_ФРАГМЕНТ ДОКУМЕНТА_.
По поводу статьи С. Ломинадзе “Слезинка ребенка в канун XXI века” (“Вопросы литературы”, январь-февраль 2000)

Представьте себе, что среди народа, живущего на острове в далеких просторах Мирового океана, есть две группы исследователей, изучающих, ну, скажем, климатические условия. При этом первая из них полагает, что вокруг их острова нет ничего, кроме воздуха и воды. Другие же убеждены, что за пределами видимого им пейзажа существует целый мир со множеством континентов, разнообразнейшими географическими зонами, лесами, горами, пустынями, ледниками. А дальше — космос и другие планеты, звездные системы, галактики... Риторический вопрос: будут ли различаться методы исследования, полученные результаты и, главное, выводы из них у этих двух групп?

Такого не может быть, скажете вы, рано или поздно правота одной из групп выяснится. Конечно, но ведь — рано или поздно, то есть по истечении некоторого времени, а “размеры” времени — вещь самая относительная на свете.

Такое незамысловатое сравнение я позволил себе привести для того, чтобы подступиться к той проблеме в нынешнем литературоведении, о которой собираюсь говорить в связи со статьей С. Ломинадзе. Я имею в виду все большее размежевание между двумя “подразделениями” нынешних литературоведов: теми, чьи работы стали обозначать термином “религиозное литературоведение” или “религиозная филология” (что ныне приобрело в определенных кругах — и не только среди сознательных атеистов — почти полностью отрицательный смысл), и их коллегами, которые считают, что при анализе литературных произведений, независимо от мировоззрения и творческих установок автора, необходимо исходить лишь из позитивистски понятых законов материального (видимого) мира, недопустима также опора исследователя на свои религиозные убеждения и опыт.

_СОХРАНЁННЫЕ ДАННЫЕ_.
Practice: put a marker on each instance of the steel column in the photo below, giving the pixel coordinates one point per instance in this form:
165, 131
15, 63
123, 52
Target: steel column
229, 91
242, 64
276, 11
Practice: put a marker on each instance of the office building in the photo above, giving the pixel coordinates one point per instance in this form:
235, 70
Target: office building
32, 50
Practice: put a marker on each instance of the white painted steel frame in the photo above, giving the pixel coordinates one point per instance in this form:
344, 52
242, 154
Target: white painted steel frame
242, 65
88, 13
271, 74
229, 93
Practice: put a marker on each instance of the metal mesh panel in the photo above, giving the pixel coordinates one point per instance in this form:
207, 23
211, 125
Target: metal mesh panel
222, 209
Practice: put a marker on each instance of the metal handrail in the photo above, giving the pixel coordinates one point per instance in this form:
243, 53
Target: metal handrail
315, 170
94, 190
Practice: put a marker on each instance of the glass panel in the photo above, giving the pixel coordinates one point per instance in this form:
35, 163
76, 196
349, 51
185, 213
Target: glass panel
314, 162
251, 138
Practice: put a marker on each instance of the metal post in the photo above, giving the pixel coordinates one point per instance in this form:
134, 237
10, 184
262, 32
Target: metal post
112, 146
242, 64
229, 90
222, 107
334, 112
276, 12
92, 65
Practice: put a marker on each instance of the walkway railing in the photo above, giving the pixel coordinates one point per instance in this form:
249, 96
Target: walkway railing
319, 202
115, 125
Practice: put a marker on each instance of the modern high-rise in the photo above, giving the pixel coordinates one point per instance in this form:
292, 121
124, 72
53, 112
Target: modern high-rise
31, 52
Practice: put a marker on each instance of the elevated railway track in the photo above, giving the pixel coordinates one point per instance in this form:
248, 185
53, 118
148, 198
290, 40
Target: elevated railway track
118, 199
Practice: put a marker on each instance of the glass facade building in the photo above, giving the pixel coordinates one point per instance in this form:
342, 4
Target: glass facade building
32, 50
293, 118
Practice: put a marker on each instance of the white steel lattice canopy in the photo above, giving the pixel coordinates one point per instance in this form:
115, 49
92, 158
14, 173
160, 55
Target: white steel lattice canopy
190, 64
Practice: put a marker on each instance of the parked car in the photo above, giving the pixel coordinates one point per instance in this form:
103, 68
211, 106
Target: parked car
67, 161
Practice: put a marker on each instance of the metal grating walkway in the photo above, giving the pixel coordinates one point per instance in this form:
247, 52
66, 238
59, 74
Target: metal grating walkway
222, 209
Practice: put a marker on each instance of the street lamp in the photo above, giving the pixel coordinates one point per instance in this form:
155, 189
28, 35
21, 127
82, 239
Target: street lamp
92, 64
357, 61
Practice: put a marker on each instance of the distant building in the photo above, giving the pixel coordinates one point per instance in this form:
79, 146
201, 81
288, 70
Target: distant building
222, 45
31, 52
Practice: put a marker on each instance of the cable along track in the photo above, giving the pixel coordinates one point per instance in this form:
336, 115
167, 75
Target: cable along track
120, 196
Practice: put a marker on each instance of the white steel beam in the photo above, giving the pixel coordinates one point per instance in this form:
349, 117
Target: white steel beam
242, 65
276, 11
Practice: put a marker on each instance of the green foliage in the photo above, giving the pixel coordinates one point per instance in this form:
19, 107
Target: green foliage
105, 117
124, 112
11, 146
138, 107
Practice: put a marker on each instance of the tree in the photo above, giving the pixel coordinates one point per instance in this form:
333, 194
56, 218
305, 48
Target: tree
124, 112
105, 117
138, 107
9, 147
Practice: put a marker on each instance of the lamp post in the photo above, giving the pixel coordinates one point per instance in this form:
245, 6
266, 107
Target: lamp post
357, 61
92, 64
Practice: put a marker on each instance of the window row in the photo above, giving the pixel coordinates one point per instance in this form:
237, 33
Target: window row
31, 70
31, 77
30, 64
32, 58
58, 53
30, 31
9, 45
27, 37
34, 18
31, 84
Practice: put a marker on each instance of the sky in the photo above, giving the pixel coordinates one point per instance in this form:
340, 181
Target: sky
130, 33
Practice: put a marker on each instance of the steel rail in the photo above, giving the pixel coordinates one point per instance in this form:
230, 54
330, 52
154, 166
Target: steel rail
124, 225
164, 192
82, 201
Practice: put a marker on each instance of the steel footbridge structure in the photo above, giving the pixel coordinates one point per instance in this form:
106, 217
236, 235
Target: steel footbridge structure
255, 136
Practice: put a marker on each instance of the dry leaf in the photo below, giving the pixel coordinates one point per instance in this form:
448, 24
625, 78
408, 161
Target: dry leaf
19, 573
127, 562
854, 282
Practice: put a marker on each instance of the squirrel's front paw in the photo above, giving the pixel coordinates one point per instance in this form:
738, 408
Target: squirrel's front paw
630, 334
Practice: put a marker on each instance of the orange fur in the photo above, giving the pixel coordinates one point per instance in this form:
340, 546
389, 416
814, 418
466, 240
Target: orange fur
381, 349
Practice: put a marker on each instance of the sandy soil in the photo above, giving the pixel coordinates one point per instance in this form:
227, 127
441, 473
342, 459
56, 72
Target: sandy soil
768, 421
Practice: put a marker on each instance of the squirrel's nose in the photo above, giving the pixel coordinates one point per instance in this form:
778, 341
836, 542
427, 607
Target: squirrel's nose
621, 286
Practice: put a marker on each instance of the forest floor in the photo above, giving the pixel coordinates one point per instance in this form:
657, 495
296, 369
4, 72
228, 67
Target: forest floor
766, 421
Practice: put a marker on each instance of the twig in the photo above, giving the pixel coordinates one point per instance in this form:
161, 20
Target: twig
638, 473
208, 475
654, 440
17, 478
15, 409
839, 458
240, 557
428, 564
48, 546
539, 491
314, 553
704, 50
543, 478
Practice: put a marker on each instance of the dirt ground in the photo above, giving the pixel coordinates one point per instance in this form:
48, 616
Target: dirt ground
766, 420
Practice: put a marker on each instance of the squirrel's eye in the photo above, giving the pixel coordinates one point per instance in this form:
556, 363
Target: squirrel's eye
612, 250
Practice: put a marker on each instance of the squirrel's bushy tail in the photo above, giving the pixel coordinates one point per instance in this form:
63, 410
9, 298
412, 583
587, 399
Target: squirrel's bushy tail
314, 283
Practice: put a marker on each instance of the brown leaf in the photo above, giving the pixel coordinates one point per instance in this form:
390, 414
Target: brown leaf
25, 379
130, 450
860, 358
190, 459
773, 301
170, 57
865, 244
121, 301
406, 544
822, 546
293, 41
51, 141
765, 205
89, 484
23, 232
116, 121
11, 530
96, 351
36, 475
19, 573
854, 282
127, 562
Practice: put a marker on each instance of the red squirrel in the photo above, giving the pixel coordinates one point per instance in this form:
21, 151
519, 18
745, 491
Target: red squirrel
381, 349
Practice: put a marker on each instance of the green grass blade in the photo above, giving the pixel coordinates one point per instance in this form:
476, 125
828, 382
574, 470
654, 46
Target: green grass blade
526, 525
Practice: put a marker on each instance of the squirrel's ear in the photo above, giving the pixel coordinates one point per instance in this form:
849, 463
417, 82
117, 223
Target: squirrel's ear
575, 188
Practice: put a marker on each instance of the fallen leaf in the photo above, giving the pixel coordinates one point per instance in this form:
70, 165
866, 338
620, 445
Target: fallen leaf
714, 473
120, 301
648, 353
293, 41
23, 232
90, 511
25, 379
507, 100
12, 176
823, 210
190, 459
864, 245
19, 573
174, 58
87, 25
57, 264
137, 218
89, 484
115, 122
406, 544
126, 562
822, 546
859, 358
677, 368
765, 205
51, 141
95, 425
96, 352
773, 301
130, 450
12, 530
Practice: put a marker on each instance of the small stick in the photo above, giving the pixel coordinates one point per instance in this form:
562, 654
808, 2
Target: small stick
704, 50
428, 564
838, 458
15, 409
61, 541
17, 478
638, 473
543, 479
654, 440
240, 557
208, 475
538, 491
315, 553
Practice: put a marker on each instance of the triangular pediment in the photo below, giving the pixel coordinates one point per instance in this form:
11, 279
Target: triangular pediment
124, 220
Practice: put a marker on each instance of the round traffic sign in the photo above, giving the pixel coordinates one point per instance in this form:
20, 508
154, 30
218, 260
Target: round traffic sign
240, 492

_УКАЗАНИЯ_.
1 - Повторите дословно часть фрагмента документа: всё начиная со слов «По поводу статьи» и вплоть до слов «этих двух групп?».
2 - Переведите на английский язык следующее предложение из фрагмента документа: «При этом первая из них полагает, что вокруг их острова нет ничего, кроме воздуха и воды».
Листинг здесь никакой роли не играет.

_ОЖИДАЕМЫЕ ОТВЕТЫ_.
1 -
По поводу статьи С. Ломинадзе “Слезинка ребенка в канун XXI века” (“Вопросы литературы”, январь-февраль 2000)

Представьте себе, что среди народа, живущего на острове в далеких просторах Мирового океана, есть две группы исследователей, изучающих, ну, скажем, климатические условия. При этом первая из них полагает, что вокруг их острова нет ничего, кроме воздуха и воды. Другие же убеждены, что за пределами видимого им пейзажа существует целый мир со множеством континентов, разнообразнейшими географическими зонами, лесами, горами, пустынями, ледниками. А дальше — космос и другие планеты, звездные системы, галактики... Риторический вопрос: будут ли различаться методы исследования, полученные результаты и, главное, выводы из них у этих двух групп?

2 - The first of them, meanwhile, believes that there is nothing around their island except air and water.